*PROBLEMA*: Restituisci tutte le righe che contengono la parola "instance". Maiuscole e minuscole contano.

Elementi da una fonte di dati

■ ■ ■ ■ ■ ■ ■

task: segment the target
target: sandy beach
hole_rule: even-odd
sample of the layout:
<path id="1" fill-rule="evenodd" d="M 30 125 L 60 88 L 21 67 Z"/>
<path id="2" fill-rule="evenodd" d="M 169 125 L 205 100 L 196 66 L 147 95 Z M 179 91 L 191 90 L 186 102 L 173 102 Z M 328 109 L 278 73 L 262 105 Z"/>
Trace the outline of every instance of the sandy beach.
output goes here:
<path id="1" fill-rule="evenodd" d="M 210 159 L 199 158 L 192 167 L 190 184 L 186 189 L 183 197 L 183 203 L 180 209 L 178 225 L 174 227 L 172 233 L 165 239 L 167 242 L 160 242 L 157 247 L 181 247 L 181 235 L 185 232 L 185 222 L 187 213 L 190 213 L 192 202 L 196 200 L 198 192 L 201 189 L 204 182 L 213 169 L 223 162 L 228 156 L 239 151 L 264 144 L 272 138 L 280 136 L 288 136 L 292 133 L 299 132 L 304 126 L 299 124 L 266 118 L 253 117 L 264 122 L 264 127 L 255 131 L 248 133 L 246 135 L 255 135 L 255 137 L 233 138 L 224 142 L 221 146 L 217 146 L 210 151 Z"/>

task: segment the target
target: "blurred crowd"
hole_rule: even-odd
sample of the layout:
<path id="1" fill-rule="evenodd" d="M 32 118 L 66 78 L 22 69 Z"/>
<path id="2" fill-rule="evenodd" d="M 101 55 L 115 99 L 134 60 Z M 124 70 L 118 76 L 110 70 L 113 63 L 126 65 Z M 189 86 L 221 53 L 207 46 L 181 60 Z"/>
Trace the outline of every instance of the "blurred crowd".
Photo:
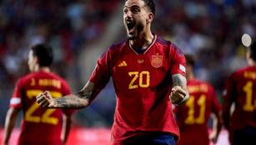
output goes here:
<path id="1" fill-rule="evenodd" d="M 197 77 L 211 83 L 221 96 L 228 75 L 246 65 L 246 50 L 241 36 L 247 33 L 255 39 L 256 1 L 157 0 L 155 2 L 153 31 L 171 40 L 185 53 L 194 54 Z M 118 0 L 0 2 L 0 126 L 3 126 L 17 80 L 28 73 L 29 46 L 39 42 L 51 44 L 55 55 L 53 69 L 72 82 L 73 90 L 77 91 L 85 81 L 78 65 L 81 63 L 78 56 L 87 46 L 98 42 L 106 31 L 111 16 L 117 12 L 122 15 L 117 7 L 123 3 L 123 1 Z M 119 33 L 125 37 L 124 31 Z M 115 40 L 122 41 L 119 37 Z M 111 84 L 108 87 L 111 88 Z M 92 107 L 74 118 L 78 125 L 112 123 L 114 93 L 106 90 L 111 105 L 106 104 L 107 99 L 93 103 Z M 96 124 L 88 121 L 93 116 L 91 114 L 100 118 Z"/>

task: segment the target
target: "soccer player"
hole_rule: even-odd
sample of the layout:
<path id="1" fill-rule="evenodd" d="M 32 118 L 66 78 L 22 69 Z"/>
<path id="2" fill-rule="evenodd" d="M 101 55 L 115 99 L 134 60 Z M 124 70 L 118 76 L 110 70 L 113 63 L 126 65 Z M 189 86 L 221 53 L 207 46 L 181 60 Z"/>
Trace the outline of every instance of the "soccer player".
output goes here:
<path id="1" fill-rule="evenodd" d="M 248 66 L 231 75 L 223 92 L 223 118 L 232 145 L 256 144 L 256 42 L 246 59 Z"/>
<path id="2" fill-rule="evenodd" d="M 183 106 L 175 108 L 176 119 L 180 129 L 179 145 L 209 145 L 216 143 L 221 131 L 221 105 L 213 86 L 197 80 L 193 74 L 195 60 L 186 54 L 186 77 L 189 99 Z M 210 114 L 215 116 L 211 135 L 208 121 Z M 210 138 L 209 138 L 210 137 Z"/>
<path id="3" fill-rule="evenodd" d="M 185 59 L 172 42 L 151 32 L 152 0 L 127 0 L 123 22 L 128 39 L 110 46 L 78 93 L 58 99 L 48 91 L 38 103 L 48 108 L 84 108 L 113 78 L 117 106 L 111 144 L 170 144 L 179 138 L 172 103 L 188 98 Z"/>
<path id="4" fill-rule="evenodd" d="M 53 59 L 51 46 L 44 44 L 32 46 L 28 62 L 31 73 L 20 78 L 15 86 L 6 116 L 4 145 L 8 144 L 20 110 L 23 110 L 23 118 L 18 144 L 65 144 L 73 111 L 44 109 L 36 102 L 36 96 L 46 89 L 51 92 L 53 98 L 71 93 L 67 82 L 51 72 Z"/>

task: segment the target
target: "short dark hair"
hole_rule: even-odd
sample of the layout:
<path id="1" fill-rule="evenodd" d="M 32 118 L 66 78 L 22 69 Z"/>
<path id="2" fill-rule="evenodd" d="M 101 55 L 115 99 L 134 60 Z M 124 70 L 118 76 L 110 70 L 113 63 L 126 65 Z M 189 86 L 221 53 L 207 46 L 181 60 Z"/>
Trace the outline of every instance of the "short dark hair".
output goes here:
<path id="1" fill-rule="evenodd" d="M 185 59 L 186 59 L 186 64 L 192 65 L 192 67 L 194 66 L 195 64 L 195 59 L 194 56 L 191 54 L 185 54 Z"/>
<path id="2" fill-rule="evenodd" d="M 37 56 L 39 66 L 50 66 L 53 61 L 53 48 L 47 44 L 37 44 L 31 47 L 33 56 Z"/>
<path id="3" fill-rule="evenodd" d="M 256 41 L 248 47 L 250 55 L 254 61 L 256 61 Z"/>
<path id="4" fill-rule="evenodd" d="M 145 5 L 149 8 L 153 14 L 155 14 L 155 5 L 153 0 L 143 0 L 145 2 Z"/>

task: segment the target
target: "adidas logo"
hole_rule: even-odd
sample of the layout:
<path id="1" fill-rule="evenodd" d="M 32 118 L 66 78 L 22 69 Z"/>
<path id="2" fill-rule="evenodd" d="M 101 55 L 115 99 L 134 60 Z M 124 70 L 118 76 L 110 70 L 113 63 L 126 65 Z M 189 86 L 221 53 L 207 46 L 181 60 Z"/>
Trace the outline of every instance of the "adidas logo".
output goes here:
<path id="1" fill-rule="evenodd" d="M 125 61 L 121 62 L 118 66 L 127 66 L 127 64 Z"/>

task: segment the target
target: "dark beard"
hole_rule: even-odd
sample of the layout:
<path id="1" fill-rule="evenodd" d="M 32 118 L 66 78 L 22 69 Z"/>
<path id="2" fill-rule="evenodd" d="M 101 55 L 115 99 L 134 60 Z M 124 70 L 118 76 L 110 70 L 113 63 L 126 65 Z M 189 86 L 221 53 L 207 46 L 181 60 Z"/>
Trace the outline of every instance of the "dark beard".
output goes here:
<path id="1" fill-rule="evenodd" d="M 135 26 L 135 29 L 137 30 L 137 35 L 128 36 L 128 40 L 135 40 L 139 36 L 140 32 L 143 30 L 144 26 L 142 23 L 138 23 L 138 25 Z"/>

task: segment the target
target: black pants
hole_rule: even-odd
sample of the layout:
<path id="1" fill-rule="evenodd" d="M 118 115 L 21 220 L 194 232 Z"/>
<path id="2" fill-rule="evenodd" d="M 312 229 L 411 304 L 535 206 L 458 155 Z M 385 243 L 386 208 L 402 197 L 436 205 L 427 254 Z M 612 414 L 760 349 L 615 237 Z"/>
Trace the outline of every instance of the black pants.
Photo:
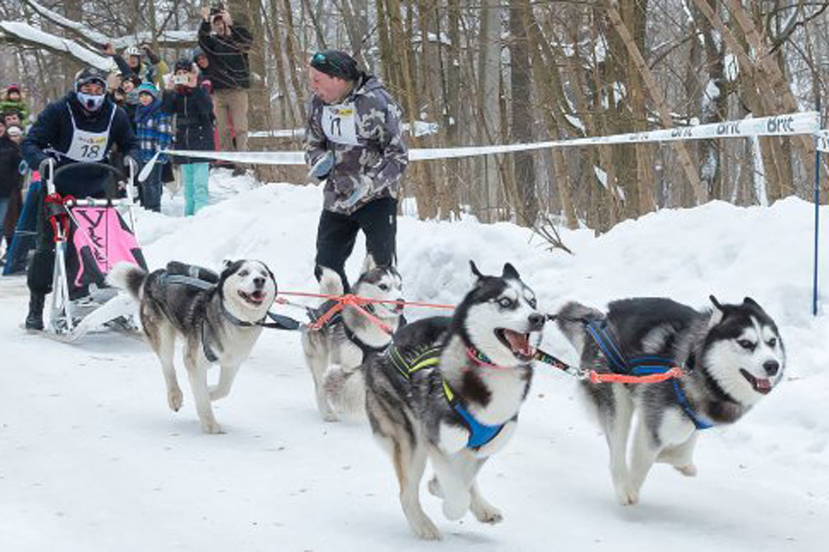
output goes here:
<path id="1" fill-rule="evenodd" d="M 381 198 L 366 204 L 351 214 L 322 211 L 317 230 L 317 267 L 330 268 L 342 278 L 343 288 L 349 290 L 346 260 L 354 249 L 357 232 L 366 234 L 366 249 L 378 265 L 391 266 L 397 261 L 395 239 L 397 234 L 397 200 Z"/>
<path id="2" fill-rule="evenodd" d="M 44 185 L 37 194 L 37 246 L 27 274 L 29 291 L 41 295 L 51 291 L 55 268 L 55 233 L 46 218 L 46 189 Z"/>

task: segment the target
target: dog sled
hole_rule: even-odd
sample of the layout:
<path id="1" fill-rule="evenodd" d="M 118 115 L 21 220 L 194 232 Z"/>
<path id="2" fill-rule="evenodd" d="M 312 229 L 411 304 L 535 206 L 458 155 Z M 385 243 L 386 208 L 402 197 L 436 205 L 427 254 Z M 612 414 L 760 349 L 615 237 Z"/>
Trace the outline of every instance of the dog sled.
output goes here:
<path id="1" fill-rule="evenodd" d="M 109 173 L 113 190 L 119 182 L 125 182 L 124 197 L 110 193 L 104 199 L 77 199 L 57 191 L 56 183 L 70 182 L 73 171 L 90 166 Z M 134 232 L 134 170 L 130 167 L 125 178 L 109 165 L 75 163 L 48 172 L 46 211 L 54 230 L 55 268 L 46 334 L 73 342 L 101 326 L 137 330 L 133 302 L 106 284 L 106 276 L 117 262 L 147 269 Z"/>

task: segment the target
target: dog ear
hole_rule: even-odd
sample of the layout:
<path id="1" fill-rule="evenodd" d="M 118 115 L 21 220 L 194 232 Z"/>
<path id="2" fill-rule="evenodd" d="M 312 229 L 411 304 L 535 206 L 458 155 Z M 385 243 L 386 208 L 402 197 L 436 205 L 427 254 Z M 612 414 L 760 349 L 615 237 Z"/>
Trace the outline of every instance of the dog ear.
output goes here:
<path id="1" fill-rule="evenodd" d="M 363 261 L 363 267 L 361 274 L 366 274 L 369 271 L 373 271 L 377 267 L 377 263 L 374 261 L 374 256 L 371 253 L 366 253 L 366 259 Z"/>
<path id="2" fill-rule="evenodd" d="M 708 320 L 708 329 L 710 329 L 714 326 L 720 324 L 723 319 L 723 305 L 720 305 L 720 301 L 714 295 L 708 295 L 708 298 L 711 300 L 711 304 L 714 305 L 714 310 L 711 311 L 711 318 Z"/>
<path id="3" fill-rule="evenodd" d="M 508 262 L 504 263 L 504 271 L 501 275 L 501 277 L 504 280 L 521 280 L 521 276 L 518 276 L 518 271 Z"/>
<path id="4" fill-rule="evenodd" d="M 481 271 L 478 270 L 478 266 L 475 266 L 475 262 L 472 259 L 469 259 L 469 267 L 472 269 L 472 273 L 475 275 L 476 278 L 480 280 L 483 277 L 483 275 L 481 274 Z"/>

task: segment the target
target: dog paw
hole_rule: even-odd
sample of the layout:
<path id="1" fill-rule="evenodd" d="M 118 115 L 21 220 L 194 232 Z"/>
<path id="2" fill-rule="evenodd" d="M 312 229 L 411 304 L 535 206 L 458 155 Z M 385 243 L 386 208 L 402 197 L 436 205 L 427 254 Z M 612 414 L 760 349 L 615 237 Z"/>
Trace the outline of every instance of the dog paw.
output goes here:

■ ■ ■ ■ ■ ■ ■

*SOLUZIONE ESERCIZIO*:
Trace the outline of every instance of the sandy beach.
Trace the outline of every instance of the "blurred crowd".
Trace the outline of every instance of the "soccer player".
Trace the outline of every instance of the "short dark hair".
Trace the outline of every instance of the "adidas logo".
Trace the outline of every instance of the "dark beard".
Trace the outline of every instance of the black pants.
Trace the outline of every instance of the dog sled.
Trace the outline of every instance of the dog ear.
Trace the outline of every instance of the dog paw.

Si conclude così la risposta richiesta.